*Extracted entries*.
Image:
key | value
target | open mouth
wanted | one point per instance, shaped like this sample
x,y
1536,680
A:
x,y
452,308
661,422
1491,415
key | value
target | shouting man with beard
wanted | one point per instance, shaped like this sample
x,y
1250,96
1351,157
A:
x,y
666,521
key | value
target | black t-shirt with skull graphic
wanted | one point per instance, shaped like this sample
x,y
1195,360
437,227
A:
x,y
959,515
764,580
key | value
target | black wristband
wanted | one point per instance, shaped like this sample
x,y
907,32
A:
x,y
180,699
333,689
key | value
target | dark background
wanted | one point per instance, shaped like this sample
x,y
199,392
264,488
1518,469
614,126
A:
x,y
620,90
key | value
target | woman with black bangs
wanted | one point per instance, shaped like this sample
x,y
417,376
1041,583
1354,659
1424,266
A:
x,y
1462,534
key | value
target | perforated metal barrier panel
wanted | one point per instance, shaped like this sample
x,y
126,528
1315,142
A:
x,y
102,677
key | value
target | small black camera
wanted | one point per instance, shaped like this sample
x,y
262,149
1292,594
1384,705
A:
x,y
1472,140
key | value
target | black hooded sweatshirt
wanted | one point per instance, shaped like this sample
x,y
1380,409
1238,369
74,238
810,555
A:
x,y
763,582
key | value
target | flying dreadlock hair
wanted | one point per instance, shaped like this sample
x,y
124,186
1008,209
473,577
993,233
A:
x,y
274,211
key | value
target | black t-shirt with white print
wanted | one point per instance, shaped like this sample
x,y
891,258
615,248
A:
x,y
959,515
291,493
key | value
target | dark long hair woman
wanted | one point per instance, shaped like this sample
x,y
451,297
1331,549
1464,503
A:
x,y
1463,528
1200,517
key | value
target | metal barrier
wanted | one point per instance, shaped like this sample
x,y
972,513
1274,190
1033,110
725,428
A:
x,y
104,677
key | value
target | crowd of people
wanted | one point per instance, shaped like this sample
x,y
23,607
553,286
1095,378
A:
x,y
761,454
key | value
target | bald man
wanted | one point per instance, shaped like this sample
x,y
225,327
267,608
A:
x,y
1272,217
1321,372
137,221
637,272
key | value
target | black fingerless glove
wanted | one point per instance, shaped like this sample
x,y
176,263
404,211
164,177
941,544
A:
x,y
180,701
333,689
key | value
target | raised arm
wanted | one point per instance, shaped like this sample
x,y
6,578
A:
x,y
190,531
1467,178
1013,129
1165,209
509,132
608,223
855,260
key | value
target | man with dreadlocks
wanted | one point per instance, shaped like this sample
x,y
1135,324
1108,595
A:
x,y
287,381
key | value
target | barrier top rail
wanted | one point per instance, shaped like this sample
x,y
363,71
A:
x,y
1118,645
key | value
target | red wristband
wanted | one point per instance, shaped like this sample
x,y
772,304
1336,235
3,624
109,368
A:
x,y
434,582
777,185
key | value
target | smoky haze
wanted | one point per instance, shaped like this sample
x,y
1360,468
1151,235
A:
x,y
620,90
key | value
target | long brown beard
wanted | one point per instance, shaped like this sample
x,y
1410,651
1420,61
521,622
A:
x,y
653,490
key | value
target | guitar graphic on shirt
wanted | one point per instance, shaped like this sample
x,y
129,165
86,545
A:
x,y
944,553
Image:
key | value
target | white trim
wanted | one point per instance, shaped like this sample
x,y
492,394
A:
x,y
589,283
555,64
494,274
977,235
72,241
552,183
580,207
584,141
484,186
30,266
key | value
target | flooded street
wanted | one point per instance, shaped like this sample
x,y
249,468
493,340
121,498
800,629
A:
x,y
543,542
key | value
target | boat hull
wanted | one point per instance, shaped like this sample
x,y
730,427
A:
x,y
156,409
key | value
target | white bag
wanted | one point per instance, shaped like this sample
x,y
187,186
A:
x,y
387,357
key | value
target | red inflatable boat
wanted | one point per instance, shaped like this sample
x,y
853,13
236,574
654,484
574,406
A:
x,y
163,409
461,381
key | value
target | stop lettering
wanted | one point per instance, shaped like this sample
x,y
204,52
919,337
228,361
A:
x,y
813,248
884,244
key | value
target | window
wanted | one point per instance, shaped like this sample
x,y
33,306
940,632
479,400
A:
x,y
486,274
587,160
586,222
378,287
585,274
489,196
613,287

*What you should do*. From the records above, please extract every line and repeat it exactly.

*Written answer*.
Image:
key | value
target | open mouth
wanted | one point per instance, shaped like this sample
x,y
1536,680
A:
x,y
452,308
661,422
1491,415
key | value
target | shouting man with beard
wanted | one point per instance, shaped like this sample
x,y
1250,96
1351,157
A:
x,y
666,521
key | value
target | black t-shirt with skull graphic
wanted | one point per instance, shaped like this sample
x,y
1195,360
437,227
A:
x,y
959,515
764,580
key | value
target | black wristband
wanted | one point per instance, shaped like this sample
x,y
907,32
A:
x,y
180,699
333,689
key | value
target | dark background
wanted | one point per instance, shaped like this sample
x,y
199,392
264,488
1518,469
614,126
A:
x,y
620,90
key | value
target | woman with black bangs
wanted | one point per instance, shaped like this sample
x,y
417,376
1041,583
1354,659
1424,266
A:
x,y
1462,534
key | value
target | perforated metal barrier panel
wanted | one point per instance, shaped like this sample
x,y
126,528
1315,142
A:
x,y
102,677
key | value
target | small black camera
wanted | one point per instance, shaped like this sample
x,y
262,149
1292,594
1384,705
A:
x,y
1472,140
key | value
target | black hooded sweatshirt
wanted | one point per instance, shaped like this sample
x,y
1380,409
1238,369
74,238
810,555
A:
x,y
763,582
key | value
target | flying dreadlock hair
wanted | one point per instance, shaped like this sample
x,y
124,186
1008,209
473,577
993,233
A:
x,y
274,211
key | value
target | black t-shirt with white print
wanted | one point per instance, shaped like this sample
x,y
891,258
615,248
A:
x,y
959,515
291,493
key | value
target | dark long hair woman
wanted | one point per instance, shaped like this sample
x,y
451,297
1331,549
1464,503
A:
x,y
1463,528
1200,517
key | value
target | metal barrier
wanted | one point per instance, shaped like this sample
x,y
972,513
1274,190
1033,110
725,428
A:
x,y
104,677
key | value
target | crowd of people
wanted | one point per instance, shaped like this sample
x,y
23,607
553,286
1095,378
A:
x,y
761,454
key | value
target | bald man
wanted | one point per instance, shaped like this sample
x,y
225,327
267,608
A:
x,y
1272,217
1321,372
137,221
637,272
key | value
target | black fingerless glove
wanted | one point per instance, shaped like this sample
x,y
176,263
404,211
164,177
941,544
A:
x,y
180,701
333,689
key | value
target | raised arm
wanted | one point per instance, shaped like this sample
x,y
6,578
A:
x,y
190,531
1467,178
1013,129
1165,209
509,132
608,223
855,260
key | value
target | man with dreadlocks
wanted | one point per instance, shaped like this sample
x,y
1135,324
1108,595
A:
x,y
287,381
key | value
target | barrier top rail
wanted | one point per instance, shaped like this sample
x,y
363,71
A:
x,y
1118,645
key | value
target | red wristband
wanted | one point per instance, shaped like this sample
x,y
772,304
1336,235
3,624
109,368
A:
x,y
434,582
777,185
key | value
target | smoky haze
wanted | one point per instance, shaped like this sample
x,y
1360,468
1151,235
A:
x,y
620,90
key | value
target | long brown beard
wanted | one point per instance, shaped like this sample
x,y
1410,651
1420,61
521,622
A:
x,y
653,490
key | value
target | guitar graphic on shirt
wanted | one point per instance, shaped like this sample
x,y
129,165
86,545
A:
x,y
944,553
Image:
key | value
target | white trim
wanted | one point per instance, shaped like this sample
x,y
492,394
A:
x,y
589,283
555,64
494,274
977,235
72,241
552,183
580,207
584,141
484,186
30,266
key | value
target | flooded street
wanted | one point per instance, shaped like this sample
x,y
249,468
493,340
121,498
800,629
A:
x,y
543,542
key | value
target | boat hull
wanted | one point per instance, shaped like this sample
x,y
730,427
A:
x,y
156,409
key | value
target | white bag
wanted | one point per instance, shaped like this sample
x,y
187,186
A:
x,y
387,357
key | value
target | red inflatable boat
wanted | one point per instance, shaped like this sample
x,y
853,13
236,574
654,484
574,406
A:
x,y
163,409
461,381
key | value
target | stop lettering
wanted | one point per instance, shaped like this sample
x,y
204,52
919,337
228,361
A:
x,y
813,248
884,244
key | value
target | window
wanted | one point per instance, shaped like this sample
x,y
33,306
940,632
479,400
A:
x,y
486,274
587,160
586,222
378,287
585,274
489,196
613,287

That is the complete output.